▶ [DIRECTIONS FOR THIS TASK]
List each line of the material below that contains the string "blonde".

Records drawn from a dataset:
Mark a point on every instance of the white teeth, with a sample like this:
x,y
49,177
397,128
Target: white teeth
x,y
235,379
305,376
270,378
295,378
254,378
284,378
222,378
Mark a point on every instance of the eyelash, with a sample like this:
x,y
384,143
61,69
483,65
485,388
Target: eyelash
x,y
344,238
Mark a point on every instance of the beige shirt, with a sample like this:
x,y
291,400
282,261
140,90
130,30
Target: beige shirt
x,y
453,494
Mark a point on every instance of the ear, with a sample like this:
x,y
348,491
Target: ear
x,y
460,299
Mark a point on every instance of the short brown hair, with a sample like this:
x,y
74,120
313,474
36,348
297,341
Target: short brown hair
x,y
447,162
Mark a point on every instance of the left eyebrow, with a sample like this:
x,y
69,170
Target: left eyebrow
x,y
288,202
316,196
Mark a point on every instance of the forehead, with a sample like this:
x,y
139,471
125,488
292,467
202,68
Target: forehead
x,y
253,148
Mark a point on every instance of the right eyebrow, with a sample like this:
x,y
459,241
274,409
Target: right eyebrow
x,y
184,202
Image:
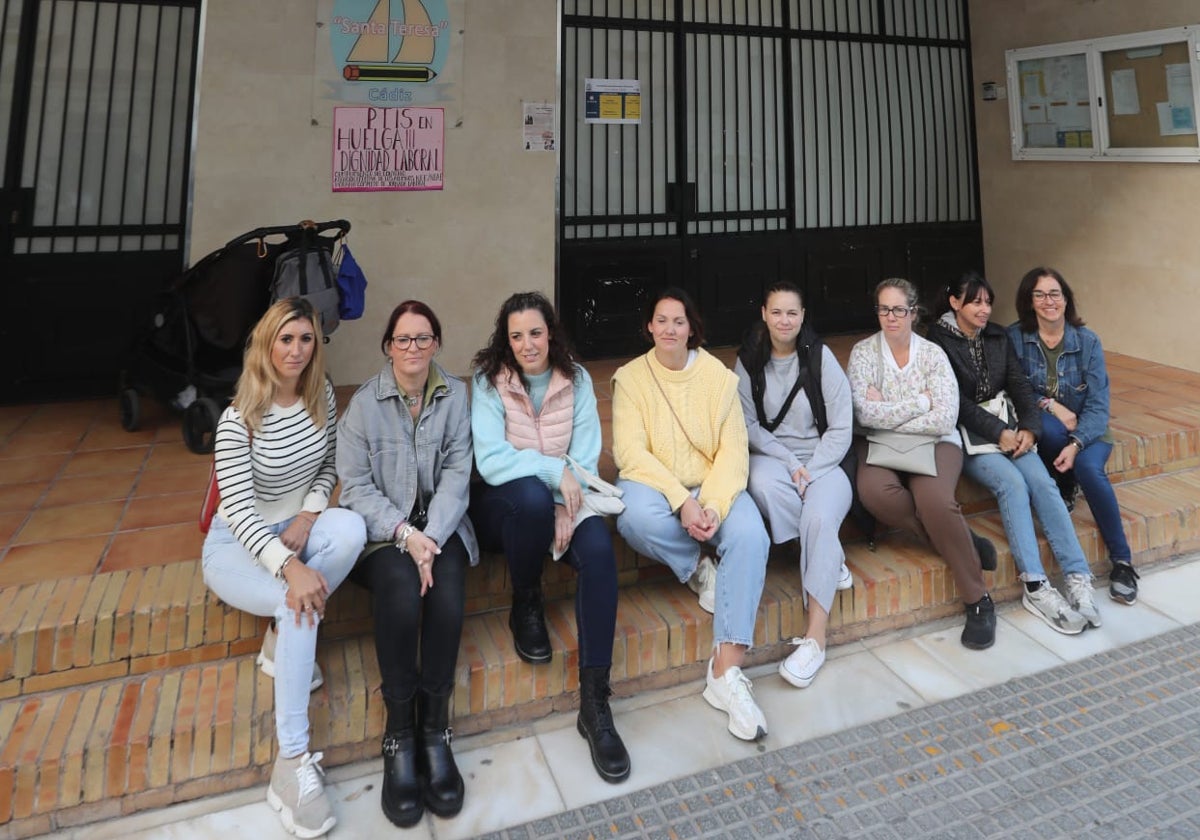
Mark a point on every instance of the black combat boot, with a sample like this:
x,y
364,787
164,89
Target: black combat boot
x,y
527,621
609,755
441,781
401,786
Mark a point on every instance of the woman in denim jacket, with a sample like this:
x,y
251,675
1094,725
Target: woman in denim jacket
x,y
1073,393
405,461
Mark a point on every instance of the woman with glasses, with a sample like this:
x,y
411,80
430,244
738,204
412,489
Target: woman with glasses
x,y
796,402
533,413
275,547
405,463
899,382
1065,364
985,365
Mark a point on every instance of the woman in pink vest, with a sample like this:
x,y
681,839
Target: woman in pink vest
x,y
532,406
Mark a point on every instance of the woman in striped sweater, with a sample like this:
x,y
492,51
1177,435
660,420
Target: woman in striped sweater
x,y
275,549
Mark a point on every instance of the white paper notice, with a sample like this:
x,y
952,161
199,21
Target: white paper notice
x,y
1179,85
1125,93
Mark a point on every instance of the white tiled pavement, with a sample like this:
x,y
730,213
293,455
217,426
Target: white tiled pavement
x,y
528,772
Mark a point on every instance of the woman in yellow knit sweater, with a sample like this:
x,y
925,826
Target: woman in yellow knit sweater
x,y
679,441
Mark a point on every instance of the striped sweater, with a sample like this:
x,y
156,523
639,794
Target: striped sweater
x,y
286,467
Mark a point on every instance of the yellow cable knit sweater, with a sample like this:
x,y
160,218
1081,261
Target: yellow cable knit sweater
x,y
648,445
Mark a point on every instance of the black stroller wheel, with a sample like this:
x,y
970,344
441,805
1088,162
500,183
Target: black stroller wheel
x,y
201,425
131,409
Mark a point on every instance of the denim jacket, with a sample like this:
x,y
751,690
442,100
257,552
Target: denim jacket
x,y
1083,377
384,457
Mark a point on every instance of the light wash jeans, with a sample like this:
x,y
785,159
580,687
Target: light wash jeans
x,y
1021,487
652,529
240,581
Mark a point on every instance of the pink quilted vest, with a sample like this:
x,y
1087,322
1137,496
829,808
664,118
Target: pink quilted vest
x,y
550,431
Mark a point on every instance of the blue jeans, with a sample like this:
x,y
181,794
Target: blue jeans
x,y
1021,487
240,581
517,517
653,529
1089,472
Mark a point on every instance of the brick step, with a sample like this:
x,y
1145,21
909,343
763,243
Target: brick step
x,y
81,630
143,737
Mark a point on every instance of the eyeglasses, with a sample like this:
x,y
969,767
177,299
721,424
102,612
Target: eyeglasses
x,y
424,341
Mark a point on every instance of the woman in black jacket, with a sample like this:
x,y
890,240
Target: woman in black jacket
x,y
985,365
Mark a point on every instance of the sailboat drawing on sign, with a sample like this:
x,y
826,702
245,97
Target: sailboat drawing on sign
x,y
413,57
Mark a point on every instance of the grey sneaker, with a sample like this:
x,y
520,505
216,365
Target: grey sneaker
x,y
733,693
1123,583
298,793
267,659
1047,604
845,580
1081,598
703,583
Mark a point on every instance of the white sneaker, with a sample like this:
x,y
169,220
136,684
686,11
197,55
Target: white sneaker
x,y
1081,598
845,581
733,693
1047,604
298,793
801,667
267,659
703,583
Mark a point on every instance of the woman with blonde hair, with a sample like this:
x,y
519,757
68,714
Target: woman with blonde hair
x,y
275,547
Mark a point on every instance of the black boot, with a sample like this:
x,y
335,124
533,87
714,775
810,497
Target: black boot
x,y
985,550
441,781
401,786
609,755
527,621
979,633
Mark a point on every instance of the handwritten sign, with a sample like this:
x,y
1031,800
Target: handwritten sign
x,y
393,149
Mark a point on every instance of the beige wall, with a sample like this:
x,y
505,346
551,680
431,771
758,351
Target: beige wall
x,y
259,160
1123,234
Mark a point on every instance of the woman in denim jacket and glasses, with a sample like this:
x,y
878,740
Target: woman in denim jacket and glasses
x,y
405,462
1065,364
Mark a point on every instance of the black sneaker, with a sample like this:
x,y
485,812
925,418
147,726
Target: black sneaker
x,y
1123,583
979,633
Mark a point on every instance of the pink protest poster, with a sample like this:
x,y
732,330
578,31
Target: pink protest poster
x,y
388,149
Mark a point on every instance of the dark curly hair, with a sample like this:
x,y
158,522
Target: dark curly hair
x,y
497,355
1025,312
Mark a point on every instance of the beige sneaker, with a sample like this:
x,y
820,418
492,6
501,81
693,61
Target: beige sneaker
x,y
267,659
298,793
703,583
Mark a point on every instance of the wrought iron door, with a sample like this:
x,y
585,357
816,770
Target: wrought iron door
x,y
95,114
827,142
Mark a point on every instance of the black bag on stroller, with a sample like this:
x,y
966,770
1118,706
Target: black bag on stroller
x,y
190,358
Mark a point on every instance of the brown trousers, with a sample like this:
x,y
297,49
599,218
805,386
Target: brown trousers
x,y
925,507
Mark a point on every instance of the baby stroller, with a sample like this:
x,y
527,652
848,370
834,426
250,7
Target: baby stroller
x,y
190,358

---

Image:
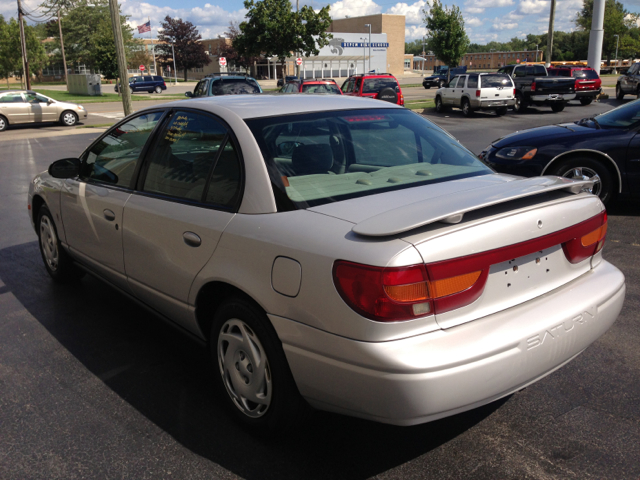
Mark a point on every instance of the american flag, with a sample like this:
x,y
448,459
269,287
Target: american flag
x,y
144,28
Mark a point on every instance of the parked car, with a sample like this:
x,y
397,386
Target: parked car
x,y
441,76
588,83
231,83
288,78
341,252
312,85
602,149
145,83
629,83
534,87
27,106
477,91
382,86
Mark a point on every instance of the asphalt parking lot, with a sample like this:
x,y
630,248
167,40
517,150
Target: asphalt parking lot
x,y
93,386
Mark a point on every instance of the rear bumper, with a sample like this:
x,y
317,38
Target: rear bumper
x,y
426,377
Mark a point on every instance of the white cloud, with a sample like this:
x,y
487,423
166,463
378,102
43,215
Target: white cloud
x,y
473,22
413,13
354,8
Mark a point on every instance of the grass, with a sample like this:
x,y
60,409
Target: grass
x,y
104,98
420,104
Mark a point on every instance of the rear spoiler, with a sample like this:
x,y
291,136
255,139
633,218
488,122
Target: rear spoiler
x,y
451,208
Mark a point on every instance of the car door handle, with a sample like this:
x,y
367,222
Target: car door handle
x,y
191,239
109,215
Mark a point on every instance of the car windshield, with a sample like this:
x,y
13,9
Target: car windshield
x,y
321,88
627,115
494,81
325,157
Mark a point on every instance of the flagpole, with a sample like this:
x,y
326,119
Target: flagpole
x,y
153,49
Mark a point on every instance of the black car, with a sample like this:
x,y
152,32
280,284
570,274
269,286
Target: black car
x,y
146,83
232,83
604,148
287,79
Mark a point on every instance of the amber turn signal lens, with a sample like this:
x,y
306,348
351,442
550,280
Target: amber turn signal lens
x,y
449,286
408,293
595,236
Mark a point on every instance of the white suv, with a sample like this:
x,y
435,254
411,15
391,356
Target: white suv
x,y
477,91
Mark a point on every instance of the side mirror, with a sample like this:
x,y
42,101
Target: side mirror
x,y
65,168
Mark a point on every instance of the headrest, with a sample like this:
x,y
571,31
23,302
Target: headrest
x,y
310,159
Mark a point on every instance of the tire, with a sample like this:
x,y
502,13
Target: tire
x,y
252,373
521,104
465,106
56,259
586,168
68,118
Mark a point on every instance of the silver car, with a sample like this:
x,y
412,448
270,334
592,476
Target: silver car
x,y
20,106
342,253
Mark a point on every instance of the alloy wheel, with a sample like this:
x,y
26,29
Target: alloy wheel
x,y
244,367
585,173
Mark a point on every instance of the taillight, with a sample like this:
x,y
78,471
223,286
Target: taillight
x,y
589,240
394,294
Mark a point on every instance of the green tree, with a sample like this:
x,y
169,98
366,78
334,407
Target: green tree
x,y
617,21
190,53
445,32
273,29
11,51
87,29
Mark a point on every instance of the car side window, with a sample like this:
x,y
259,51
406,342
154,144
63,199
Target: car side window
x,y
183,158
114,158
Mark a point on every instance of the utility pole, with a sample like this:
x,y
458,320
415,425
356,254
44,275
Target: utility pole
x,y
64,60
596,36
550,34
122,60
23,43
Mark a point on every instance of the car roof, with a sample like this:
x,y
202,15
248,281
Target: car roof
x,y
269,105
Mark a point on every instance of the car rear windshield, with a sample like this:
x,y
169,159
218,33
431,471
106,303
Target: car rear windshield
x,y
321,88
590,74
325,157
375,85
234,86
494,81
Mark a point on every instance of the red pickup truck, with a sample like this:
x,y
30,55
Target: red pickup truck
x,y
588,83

▶ [RESPONSE FOR THIS EXERCISE]
Mark a point on every instance of the woman with blonde hair, with a sample like this:
Target: woman with blonde hair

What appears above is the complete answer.